* Excerpts from a dataset
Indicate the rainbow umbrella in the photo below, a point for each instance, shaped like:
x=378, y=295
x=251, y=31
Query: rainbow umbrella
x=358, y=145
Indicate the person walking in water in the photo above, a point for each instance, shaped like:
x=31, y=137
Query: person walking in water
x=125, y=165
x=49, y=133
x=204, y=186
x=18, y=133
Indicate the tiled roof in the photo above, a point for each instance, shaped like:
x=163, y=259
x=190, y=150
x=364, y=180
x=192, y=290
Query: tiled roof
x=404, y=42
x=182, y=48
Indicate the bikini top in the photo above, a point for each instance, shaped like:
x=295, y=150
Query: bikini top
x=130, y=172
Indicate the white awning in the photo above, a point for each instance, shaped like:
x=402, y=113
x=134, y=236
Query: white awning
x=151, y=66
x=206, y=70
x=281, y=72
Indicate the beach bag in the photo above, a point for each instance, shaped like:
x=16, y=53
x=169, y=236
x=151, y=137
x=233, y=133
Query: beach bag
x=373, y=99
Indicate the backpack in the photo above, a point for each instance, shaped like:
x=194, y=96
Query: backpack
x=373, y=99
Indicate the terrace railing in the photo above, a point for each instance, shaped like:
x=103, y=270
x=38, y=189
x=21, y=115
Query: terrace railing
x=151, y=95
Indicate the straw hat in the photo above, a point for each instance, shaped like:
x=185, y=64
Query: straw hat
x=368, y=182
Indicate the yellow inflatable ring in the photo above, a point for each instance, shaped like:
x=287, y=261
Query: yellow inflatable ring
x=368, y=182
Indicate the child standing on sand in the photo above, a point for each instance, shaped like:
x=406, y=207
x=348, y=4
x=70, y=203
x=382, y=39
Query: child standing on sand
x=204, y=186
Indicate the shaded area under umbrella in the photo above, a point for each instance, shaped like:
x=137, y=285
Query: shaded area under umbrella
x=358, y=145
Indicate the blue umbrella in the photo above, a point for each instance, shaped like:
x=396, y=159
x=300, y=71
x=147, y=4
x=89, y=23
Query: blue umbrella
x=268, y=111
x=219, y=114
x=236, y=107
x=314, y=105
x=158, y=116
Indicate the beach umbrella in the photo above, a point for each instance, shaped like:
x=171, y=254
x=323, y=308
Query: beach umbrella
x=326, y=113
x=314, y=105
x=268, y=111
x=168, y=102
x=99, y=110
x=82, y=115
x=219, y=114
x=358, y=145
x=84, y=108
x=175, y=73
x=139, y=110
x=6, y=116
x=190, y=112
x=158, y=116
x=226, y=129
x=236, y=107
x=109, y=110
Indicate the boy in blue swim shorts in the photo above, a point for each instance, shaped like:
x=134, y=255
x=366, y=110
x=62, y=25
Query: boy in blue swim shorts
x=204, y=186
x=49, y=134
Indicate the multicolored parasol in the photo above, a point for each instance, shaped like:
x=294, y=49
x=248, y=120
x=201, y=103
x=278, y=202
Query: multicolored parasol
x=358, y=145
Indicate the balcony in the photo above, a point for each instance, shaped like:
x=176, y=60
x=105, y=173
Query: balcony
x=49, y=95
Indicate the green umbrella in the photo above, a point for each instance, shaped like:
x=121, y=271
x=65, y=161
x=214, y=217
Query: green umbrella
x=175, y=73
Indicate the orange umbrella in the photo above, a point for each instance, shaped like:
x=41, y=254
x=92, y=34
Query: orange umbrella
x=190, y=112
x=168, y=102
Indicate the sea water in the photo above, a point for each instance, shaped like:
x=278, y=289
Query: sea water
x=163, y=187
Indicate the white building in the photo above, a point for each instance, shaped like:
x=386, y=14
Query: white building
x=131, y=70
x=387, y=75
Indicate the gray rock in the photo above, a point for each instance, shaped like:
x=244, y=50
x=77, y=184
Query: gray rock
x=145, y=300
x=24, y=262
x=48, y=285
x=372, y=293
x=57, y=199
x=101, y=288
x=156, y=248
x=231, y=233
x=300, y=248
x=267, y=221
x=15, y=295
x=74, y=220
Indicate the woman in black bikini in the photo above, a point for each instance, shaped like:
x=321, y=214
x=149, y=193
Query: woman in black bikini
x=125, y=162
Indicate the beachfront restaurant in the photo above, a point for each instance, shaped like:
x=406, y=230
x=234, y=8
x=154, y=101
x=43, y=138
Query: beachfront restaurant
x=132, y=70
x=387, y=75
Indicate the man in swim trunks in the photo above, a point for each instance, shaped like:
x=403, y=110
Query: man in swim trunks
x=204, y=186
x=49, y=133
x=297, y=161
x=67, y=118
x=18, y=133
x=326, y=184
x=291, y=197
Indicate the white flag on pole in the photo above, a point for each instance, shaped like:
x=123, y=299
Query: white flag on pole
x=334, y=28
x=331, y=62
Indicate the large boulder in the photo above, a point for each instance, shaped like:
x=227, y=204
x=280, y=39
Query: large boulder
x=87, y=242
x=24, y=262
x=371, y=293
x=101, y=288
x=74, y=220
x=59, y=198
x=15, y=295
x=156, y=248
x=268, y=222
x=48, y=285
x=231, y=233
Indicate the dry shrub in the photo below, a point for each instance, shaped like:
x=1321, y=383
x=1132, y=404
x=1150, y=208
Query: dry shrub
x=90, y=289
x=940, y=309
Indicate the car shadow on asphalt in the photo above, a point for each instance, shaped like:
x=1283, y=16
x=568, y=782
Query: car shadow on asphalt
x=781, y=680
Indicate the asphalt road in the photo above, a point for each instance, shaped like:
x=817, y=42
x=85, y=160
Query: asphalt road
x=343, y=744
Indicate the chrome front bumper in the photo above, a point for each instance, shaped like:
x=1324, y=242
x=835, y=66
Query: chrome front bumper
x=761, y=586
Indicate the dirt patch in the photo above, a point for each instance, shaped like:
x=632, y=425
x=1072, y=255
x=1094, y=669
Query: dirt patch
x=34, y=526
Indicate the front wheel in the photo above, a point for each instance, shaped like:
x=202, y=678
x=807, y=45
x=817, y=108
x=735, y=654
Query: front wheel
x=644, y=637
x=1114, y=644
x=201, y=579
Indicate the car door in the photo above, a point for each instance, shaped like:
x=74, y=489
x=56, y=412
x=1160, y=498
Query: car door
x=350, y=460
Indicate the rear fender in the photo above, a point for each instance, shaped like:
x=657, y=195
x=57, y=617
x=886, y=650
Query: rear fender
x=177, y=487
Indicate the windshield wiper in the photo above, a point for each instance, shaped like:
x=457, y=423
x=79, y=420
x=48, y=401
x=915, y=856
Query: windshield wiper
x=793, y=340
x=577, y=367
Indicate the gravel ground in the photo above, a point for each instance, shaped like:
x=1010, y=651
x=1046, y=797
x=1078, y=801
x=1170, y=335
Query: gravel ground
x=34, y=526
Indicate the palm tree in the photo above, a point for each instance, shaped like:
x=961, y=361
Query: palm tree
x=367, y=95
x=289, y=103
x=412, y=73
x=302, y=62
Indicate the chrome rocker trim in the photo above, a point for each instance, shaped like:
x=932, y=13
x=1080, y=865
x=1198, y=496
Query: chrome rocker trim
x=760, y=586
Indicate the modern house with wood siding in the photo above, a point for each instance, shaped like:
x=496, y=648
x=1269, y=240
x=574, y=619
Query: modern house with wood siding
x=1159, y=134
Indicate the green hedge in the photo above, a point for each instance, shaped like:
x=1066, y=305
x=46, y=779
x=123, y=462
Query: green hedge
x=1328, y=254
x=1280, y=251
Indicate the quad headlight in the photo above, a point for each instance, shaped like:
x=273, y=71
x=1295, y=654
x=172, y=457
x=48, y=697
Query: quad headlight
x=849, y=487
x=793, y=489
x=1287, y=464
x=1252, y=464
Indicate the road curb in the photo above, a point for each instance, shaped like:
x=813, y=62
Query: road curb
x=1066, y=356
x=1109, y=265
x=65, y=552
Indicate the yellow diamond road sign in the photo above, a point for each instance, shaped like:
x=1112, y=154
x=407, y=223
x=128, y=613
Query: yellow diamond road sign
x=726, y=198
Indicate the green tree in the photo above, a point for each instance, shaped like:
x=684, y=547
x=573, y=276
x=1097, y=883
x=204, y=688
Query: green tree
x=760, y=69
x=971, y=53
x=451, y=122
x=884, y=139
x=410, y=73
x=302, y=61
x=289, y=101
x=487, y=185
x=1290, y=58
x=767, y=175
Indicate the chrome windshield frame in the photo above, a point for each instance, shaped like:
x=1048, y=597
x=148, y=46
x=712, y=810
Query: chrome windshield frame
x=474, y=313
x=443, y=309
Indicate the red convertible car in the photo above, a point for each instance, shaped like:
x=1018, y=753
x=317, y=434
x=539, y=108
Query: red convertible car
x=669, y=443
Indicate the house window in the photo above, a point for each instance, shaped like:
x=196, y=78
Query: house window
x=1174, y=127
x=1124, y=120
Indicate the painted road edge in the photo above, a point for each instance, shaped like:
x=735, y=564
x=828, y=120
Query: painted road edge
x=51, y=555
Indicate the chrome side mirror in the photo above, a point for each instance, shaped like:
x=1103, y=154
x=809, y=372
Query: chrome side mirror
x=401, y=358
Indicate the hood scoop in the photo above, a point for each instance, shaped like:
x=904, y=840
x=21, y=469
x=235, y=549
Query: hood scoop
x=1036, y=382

* EXERCISE INSTRUCTIONS
Among the lines above, return those that contain the string "below".

* REPLY
Indicate the rainbow umbrella in the photo below, a point for each instance, shaped like:
Indicate the dry shrub in the photo below, a point for each instance, shaped like:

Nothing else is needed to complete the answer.